▶ _TASK DESCRIPTION_: Make an exact copy of the lines below.

Records excerpted from a collection:
=== Begin Enclosure ===

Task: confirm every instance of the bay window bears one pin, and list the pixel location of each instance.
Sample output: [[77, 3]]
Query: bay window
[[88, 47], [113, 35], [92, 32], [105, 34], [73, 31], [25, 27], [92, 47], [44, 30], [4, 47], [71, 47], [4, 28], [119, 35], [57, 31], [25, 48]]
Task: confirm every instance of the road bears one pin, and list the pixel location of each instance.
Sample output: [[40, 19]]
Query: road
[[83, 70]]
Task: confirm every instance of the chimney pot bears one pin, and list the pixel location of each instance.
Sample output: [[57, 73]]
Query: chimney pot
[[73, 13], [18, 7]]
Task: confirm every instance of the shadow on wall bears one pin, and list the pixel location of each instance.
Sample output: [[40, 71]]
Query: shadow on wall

=== End Enclosure ===

▶ _SOLUTION BELOW_:
Task: confirm every instance of the bay window bears one pin, and list the pixel location of each instance.
Sample output: [[77, 3]]
Query: bay window
[[88, 47], [113, 35], [92, 32], [105, 34], [73, 31], [25, 27], [92, 47], [44, 30], [4, 47], [71, 47], [4, 28], [119, 35], [57, 31], [25, 48]]
Task: confirm every instance of the road bears one pin, and list the pixel location of each instance.
Sample output: [[40, 19]]
Query: road
[[83, 70]]
Task: confirm every instance of the chimney pot bears one pin, and list the pixel location of each instance.
Sample output: [[57, 73]]
Query: chimney pot
[[73, 13], [18, 7]]
Task: confirm every instance of the shadow on wall bears one pin, and list the pixel location of each instance.
Sample output: [[40, 71]]
Query: shadow on wall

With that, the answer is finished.